§ **Страница**
________________________________________
Скил был скифским царем, которого ослепило великолепие греческого города Ольвии. Он начал жить двойной жизнью: за городскими стенами был степным правителем, стоявшим во главе сложного традиционного общества с его кибитками, стадами и обрядами, но в городе он становился греком. В Ольвии у Скила была греческая жена, входя в ворота, он менял свое платье кочевника на свободные эллинские одежды. Согласно Геродоту, он построил в городе роскошный дворец (хотя ничего подобного обнаружено не было: частные дома в Ольвии, в отличие от огромных общественных зданий и храмов, представляют собой скромные одноэтажные постройки без особенных украшений).
Как‑то раз группа скифов ухитрилась заглянуть через стены Ольвии во время празднования дионисийских мистерий. Там они увидели Скила, который в вакхическом одеянии и с атрибутами Диониса в танце кружился по улицам во главе священной процессии. С их точки зрения (или, скорее, с точки зрения Геродота, реконструирующего их реакцию), это зрелище означало, что Скил перешел черту, которую нельзя было переходить: согласившись принять посвящение в таинства Диониса, он предал скифскую идентичность и стал греком. Когда они принесли это известие домой, брат Скила захватил власть, и Скил бежал. Он направился на юго-запад и попросил убежища у фракийцев, живших на другом берегу Дуная, который служил границей между их землями и владениями скифов. Однако скифы держали в заложниках фракийского князя, и фракийцы согласились выдать Скила в обмен на него. Скил был казнен собственным братом на берегу реки близ Истрии.
Золотое кольцо почти несомненно принадлежало Скилу. Но это была случайная находка. Отдал ли он его перед смертью, или оно было сорвано с его мертвого пальца после казни, или похищено гораздо позже из его могилы, мы никогда не узнаем.
________________________________________
[Данные разметки точек по фотографиям]
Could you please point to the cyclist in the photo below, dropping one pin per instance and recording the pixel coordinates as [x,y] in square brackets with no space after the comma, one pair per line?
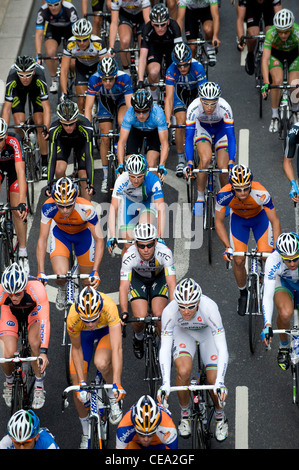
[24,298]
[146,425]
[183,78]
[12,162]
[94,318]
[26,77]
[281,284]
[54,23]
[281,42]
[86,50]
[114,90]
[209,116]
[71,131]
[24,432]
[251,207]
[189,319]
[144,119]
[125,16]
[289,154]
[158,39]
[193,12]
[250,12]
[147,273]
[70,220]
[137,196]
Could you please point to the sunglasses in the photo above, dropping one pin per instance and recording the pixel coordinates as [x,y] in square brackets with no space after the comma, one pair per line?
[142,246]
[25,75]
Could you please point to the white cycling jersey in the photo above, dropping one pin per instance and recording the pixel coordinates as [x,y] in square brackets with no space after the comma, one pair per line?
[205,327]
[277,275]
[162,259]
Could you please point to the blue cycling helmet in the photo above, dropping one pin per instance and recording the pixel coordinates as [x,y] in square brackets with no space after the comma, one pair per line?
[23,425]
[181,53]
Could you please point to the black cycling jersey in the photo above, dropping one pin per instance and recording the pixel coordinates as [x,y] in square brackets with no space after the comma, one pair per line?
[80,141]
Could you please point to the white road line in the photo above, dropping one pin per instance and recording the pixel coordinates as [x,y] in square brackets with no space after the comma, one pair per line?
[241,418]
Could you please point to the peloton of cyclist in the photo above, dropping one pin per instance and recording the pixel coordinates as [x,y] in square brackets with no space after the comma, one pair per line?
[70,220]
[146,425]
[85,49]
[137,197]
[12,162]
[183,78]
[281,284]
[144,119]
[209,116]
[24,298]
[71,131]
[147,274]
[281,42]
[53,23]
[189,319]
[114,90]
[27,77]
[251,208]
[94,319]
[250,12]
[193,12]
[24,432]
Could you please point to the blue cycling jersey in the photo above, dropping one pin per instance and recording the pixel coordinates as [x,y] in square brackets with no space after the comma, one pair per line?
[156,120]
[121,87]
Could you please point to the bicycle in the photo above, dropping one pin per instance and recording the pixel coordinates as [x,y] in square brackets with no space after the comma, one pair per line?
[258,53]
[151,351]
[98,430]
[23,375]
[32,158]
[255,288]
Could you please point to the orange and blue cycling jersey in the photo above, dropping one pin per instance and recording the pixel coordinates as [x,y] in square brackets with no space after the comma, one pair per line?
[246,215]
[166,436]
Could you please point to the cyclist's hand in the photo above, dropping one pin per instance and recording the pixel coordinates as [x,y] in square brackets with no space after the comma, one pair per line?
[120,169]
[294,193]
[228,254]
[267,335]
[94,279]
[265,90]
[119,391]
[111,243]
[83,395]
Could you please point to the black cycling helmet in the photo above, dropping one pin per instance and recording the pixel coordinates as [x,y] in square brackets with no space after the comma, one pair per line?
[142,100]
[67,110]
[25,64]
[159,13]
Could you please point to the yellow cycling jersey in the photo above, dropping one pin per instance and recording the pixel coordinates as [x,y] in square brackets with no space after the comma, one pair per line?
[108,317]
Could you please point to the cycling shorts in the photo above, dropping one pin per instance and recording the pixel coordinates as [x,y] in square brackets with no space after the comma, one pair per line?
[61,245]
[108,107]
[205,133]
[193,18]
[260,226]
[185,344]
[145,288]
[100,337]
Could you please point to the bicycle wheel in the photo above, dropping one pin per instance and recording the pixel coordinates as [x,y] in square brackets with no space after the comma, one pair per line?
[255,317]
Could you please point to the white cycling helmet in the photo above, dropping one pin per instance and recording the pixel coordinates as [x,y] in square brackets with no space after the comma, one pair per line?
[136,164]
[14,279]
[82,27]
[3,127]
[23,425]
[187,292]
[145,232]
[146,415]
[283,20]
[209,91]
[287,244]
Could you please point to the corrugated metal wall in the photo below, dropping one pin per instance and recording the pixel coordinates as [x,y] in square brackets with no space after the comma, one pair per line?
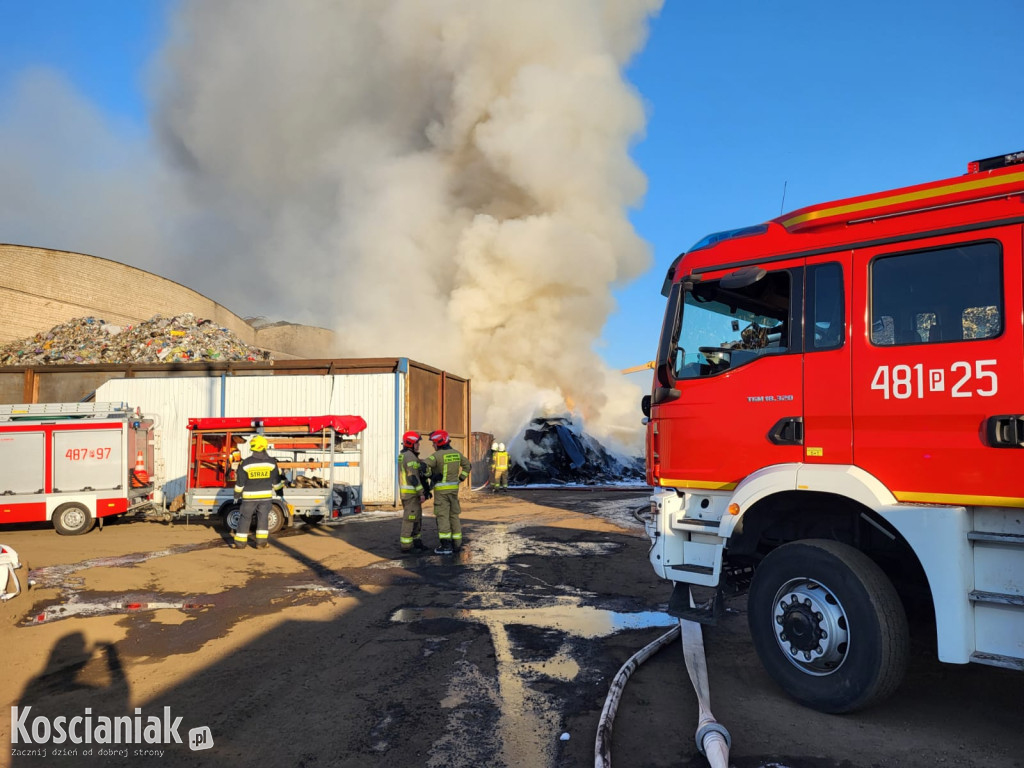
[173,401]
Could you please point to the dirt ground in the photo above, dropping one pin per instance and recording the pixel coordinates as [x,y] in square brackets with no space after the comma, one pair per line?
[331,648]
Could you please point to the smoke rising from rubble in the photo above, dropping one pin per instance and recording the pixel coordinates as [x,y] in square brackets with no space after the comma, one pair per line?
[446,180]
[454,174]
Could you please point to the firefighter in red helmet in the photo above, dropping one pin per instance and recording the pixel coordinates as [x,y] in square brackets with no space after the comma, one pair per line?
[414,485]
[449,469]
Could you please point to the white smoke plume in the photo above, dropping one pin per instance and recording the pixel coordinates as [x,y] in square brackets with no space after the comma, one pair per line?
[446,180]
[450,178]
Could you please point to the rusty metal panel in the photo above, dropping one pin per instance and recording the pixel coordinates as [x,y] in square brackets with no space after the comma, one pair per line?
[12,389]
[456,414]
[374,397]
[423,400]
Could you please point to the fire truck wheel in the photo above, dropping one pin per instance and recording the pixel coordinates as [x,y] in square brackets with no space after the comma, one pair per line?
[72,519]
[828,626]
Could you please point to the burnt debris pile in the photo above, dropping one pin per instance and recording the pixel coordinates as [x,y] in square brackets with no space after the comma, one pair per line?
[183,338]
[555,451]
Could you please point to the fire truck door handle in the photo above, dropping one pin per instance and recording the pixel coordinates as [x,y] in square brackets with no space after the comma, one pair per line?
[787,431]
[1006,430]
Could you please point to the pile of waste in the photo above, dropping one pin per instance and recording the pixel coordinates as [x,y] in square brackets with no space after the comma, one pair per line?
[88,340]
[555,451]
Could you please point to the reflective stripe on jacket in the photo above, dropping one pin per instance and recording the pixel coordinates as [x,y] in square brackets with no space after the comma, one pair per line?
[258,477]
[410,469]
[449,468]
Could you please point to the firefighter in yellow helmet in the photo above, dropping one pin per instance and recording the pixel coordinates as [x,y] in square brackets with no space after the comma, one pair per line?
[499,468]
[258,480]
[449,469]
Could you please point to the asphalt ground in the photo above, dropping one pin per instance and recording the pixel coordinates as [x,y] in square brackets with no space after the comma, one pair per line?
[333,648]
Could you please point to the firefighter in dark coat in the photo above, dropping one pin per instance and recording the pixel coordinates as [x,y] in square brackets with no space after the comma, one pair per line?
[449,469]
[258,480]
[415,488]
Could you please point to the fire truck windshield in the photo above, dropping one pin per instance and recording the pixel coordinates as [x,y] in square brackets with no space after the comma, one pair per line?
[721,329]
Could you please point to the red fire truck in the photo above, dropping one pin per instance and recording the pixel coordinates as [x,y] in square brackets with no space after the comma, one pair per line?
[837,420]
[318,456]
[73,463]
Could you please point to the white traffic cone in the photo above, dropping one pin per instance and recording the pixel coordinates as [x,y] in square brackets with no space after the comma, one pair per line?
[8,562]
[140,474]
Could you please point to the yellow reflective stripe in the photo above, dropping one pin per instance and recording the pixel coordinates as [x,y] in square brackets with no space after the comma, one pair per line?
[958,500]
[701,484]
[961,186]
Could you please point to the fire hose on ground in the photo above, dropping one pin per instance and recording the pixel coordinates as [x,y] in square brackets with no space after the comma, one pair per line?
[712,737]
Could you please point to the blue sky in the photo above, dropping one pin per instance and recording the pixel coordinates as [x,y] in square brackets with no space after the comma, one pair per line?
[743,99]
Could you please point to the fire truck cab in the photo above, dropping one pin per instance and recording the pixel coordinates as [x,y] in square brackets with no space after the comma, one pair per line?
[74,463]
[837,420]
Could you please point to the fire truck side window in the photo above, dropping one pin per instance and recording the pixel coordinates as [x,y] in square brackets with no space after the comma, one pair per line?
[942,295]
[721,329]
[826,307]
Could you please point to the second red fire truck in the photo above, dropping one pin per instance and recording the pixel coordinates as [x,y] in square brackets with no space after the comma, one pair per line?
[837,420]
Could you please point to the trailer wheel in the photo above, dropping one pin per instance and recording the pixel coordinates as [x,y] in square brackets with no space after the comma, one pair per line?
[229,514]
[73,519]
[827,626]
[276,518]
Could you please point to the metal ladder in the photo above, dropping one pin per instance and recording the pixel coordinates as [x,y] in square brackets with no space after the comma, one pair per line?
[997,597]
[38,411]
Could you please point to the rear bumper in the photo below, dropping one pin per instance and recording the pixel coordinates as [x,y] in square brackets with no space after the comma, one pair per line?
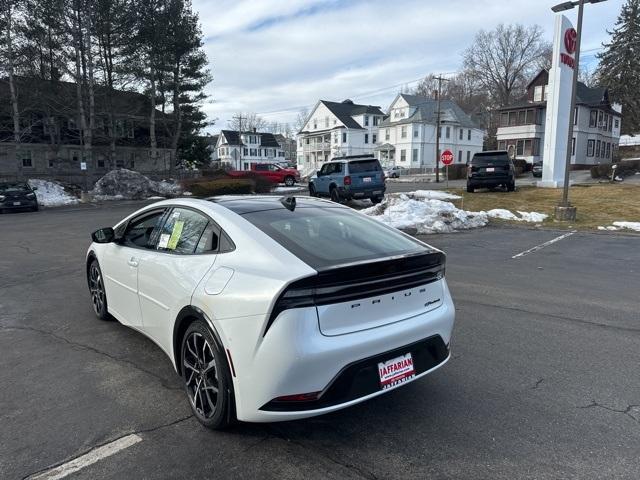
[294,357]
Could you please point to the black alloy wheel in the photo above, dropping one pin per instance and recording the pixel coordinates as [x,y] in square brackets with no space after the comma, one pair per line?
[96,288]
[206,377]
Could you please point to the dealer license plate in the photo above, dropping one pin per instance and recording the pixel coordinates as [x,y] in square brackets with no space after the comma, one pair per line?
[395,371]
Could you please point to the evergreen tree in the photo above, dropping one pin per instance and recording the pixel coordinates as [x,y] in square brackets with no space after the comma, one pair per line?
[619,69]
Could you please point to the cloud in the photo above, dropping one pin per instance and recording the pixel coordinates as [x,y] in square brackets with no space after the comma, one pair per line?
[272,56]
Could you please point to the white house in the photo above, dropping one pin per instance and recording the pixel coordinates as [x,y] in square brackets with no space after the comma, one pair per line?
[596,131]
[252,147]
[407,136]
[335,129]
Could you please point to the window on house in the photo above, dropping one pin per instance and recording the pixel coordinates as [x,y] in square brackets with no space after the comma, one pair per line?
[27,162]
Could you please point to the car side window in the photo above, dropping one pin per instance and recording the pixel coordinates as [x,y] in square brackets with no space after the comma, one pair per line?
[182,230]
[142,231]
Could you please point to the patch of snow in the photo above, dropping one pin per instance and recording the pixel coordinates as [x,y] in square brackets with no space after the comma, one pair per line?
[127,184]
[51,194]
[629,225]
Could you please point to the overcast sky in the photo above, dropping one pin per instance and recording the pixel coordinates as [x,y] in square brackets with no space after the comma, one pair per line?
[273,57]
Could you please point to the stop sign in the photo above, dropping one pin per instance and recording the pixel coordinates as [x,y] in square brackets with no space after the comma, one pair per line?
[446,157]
________________________________________
§ **Задание**
Перепишите фрагмент текста между «Золотое кольцо почти» и «никогда не узнаем.» включительно, заменив «Золотое кольцо» на «Серебряное кольцо». Опирайтесь только на текст.

§ **Ответ**
Серебряное кольцо почти несомненно принадлежало Скилу. Но это была случайная находка. Отдал ли он его перед смертью, или оно было сорвано с его мертвого пальца после казни, или похищено гораздо позже из его могилы, мы никогда не узнаем.